Task requirements:
Word for word, give the listing below again.

Records provided:

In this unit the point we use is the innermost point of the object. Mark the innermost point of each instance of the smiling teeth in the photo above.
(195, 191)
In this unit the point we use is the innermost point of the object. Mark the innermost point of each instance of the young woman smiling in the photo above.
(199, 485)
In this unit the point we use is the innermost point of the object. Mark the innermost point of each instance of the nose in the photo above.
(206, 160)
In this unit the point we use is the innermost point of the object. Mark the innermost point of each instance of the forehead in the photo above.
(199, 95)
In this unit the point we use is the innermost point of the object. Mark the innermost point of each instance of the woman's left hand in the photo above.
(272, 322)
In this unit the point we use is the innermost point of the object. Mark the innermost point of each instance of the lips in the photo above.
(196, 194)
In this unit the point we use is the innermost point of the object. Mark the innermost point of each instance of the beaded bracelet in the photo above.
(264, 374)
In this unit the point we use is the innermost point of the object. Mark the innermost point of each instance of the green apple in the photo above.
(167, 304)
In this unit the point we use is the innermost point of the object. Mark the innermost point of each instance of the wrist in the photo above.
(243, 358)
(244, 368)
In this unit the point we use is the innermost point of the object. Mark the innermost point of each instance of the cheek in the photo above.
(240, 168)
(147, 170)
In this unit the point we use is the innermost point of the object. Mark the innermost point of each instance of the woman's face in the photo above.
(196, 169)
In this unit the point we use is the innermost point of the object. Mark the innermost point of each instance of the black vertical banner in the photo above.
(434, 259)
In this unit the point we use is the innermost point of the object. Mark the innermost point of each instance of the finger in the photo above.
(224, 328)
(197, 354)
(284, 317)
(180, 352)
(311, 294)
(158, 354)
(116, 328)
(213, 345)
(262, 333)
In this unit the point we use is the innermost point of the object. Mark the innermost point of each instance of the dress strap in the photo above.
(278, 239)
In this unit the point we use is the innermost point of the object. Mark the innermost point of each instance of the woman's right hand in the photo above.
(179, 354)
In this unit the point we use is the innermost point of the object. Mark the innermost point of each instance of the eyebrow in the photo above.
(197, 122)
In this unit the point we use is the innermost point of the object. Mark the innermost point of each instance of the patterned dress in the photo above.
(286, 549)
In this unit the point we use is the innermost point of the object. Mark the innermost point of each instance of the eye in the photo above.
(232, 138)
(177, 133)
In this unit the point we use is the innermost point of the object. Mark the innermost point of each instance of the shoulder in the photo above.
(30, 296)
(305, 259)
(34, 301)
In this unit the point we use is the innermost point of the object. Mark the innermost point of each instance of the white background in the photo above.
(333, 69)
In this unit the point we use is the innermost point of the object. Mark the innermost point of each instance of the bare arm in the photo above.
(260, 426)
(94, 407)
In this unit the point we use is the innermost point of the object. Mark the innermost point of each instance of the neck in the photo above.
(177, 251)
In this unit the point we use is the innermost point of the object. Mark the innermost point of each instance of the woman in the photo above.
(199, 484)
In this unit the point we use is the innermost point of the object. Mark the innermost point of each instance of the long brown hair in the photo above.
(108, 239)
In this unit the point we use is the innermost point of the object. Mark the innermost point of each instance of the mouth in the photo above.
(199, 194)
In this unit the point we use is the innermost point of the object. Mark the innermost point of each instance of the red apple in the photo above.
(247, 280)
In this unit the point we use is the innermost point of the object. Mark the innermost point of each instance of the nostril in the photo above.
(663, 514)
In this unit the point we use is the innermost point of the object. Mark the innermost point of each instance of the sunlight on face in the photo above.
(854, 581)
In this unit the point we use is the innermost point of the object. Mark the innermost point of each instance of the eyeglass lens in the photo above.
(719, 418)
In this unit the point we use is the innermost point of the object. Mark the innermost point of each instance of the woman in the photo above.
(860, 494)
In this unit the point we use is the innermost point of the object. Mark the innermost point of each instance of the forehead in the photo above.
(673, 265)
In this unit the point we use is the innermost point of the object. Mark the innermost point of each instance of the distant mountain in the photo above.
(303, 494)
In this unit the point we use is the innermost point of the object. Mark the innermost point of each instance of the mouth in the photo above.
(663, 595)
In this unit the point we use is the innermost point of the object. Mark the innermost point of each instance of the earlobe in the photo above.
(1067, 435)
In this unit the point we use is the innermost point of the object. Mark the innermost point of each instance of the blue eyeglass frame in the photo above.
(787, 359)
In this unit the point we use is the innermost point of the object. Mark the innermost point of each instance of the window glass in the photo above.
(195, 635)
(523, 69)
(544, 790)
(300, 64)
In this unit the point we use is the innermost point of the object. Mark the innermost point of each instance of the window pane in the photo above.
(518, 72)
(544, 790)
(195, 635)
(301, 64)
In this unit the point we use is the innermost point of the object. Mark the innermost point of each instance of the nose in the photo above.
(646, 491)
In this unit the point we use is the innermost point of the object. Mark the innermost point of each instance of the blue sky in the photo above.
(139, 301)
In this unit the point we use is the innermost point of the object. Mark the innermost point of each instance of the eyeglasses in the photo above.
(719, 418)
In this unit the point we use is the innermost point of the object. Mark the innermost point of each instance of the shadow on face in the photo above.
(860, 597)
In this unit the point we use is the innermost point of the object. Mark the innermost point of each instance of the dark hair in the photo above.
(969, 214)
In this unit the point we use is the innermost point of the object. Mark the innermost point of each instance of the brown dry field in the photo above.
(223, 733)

Solution:
In this unit the point we use is the innermost point of the object. Mark the innermost point of each instance of the smiling teeth in the photo above.
(195, 191)
In this unit the point we use is the innermost point of the object. Mark the innermost point of each instance of the young woman smiling in the photo above.
(199, 485)
In this unit the point we use is the innermost point of the object. Mark the innermost point of each instance of the nose in the photo above.
(206, 160)
In this unit the point we use is the innermost point of the object. Mark the innermost point of each instance of the forehead in the photo above.
(199, 95)
In this unit the point we use is the innermost point of the object. Mark the innermost point of each instance of the woman's left hand in the photo above.
(272, 322)
In this unit the point we use is the innermost point of the object. Mark the innermost point of each instance of the lips in the photo above.
(196, 194)
In this unit the point we use is the innermost point of the object. Mark the innermost point of each instance of the beaded bracelet in the photo above.
(264, 374)
In this unit the point we use is the innermost point of the object. Mark the innermost point of each instance of the green apple in the photo above.
(167, 304)
In this unit the point we use is the innermost point of the object. Mark the innermost point of each instance of the wrist in the photo above.
(243, 358)
(244, 368)
In this unit the point we use is the innermost point of the object. Mark the innermost point of each instance of the cheek in the photo above.
(240, 168)
(147, 170)
In this unit the point we use is the innermost point of the object. Mark the innermost point of each instance of the woman's face in the photo above.
(196, 169)
In this unit the point we use is the innermost point of the object. Mark the innermost point of each instance of the black vertical banner in the photo above.
(434, 259)
In this unit the point we use is the innermost point of the object. Mark the innermost point of each instance of the finger in the photo above.
(224, 328)
(197, 354)
(284, 317)
(180, 352)
(311, 294)
(158, 354)
(116, 328)
(213, 345)
(262, 333)
In this unit the point we use is the innermost point of the object. Mark the innermost point of each instance of the dress strap in the photo above.
(278, 239)
In this unit the point we use is the innermost point of the object. Mark the innermost point of each instance of the woman's right hand in the photo above.
(179, 354)
In this unit the point we use is the innermost point of the object. Mark the innermost point of each instance of the eyebrow in the photo above.
(197, 122)
In this unit the point we use is the innermost point of the object. Mark the innermost point of each instance of the patterned dress in the photo above.
(286, 549)
In this unit the point we use is the innermost point of the object. Mark the innermost point of each instance of the eye in the photo above.
(232, 138)
(177, 133)
In this unit the point we use is the innermost point of the object. Mark the innermost point of each instance of the shoulder in the photo above.
(30, 296)
(305, 259)
(34, 301)
In this unit the point we use is the innermost point of the object. Mark the innermost point of each instance of the white background in the photo above.
(333, 69)
In this unit the point we use is the innermost point of the object. Mark the innermost point of each instance of the bare arm in the photo above.
(260, 426)
(94, 407)
In this unit the point we use is the innermost point of the object. Mark the innermost point of each instance of the neck in the photo above.
(177, 251)
In this unit the point we use is the innermost point of the object. Mark the innermost point of each instance of the woman in the photo above.
(199, 484)
In this unit the point we use is the innermost point of the object. Mark the innermost point of each instance of the long brown hair in the photo above.
(108, 239)
In this unit the point we use is the innermost point of the object. Mark the innermost point of each instance of the mouth in the photo above.
(199, 194)
In this unit the point we use is the innermost point of the object. Mark the innermost point of each instance of the red apple in the photo above.
(247, 280)
In this unit the point we use is the innermost point of the object. Mark the innermost point of each instance of the nostril in the photo above.
(663, 514)
In this unit the point we use is the innermost point of the object. Mark the innermost point of each instance of the sunlight on face in the photo above.
(854, 581)
In this unit the point we use is the innermost point of the object. Mark the innermost point of each instance of the eyeglass lens in the photo above.
(719, 418)
In this unit the point we use is the innermost point of the object. Mark the innermost point of each instance of the woman in the photo above.
(860, 494)
In this unit the point we use is the innermost point of the object. Mark the innermost point of each instance of the forehead in the photo above.
(673, 265)
In this unit the point we use is the innermost point of the object. Mark the innermost point of each instance of the distant mountain in the photo above.
(303, 494)
In this unit the point we use is the innermost point of the object. Mark the innermost point of each instance of the mouth in the photo above.
(663, 595)
In this unit the point we use is the innermost point of the object. Mark the innermost point of each instance of the earlobe in the photo above.
(1067, 435)
In this unit the point we use is the innermost point of the object. Mark the innermost point of each instance of the blue eyeglass frame in the photo above.
(787, 359)
In this unit the point we use is the innermost point of the object. Mark the innermost point of each instance of the window glass in the photo above.
(195, 635)
(523, 69)
(544, 790)
(300, 64)
In this unit the point we use is the innermost point of the object. Mark the innermost point of each instance of the window pane in the photo above.
(518, 72)
(544, 790)
(195, 635)
(301, 64)
In this unit the point we use is the innermost point of the object. Mark the innermost point of each instance of the nose in the photo above.
(646, 491)
In this unit the point we use is the innermost point of the object. Mark the innermost point of each instance of the blue sky in the photo above.
(139, 301)
In this unit the point we use is the innermost point of the object. Mark the innermost point of each instance of the eyeglasses in the photo above.
(719, 418)
In this unit the point we use is the innermost point of the object. Mark the innermost point of each instance of the shadow on face in the photo above.
(860, 597)
In this unit the point we use is the innermost point of the object. Mark the innermost point of each instance of the dark hair in the photo above.
(969, 214)
In this unit the point we use is the innermost point of the object. Mark the innermost point of each instance of the brown dry field in the photo above.
(223, 733)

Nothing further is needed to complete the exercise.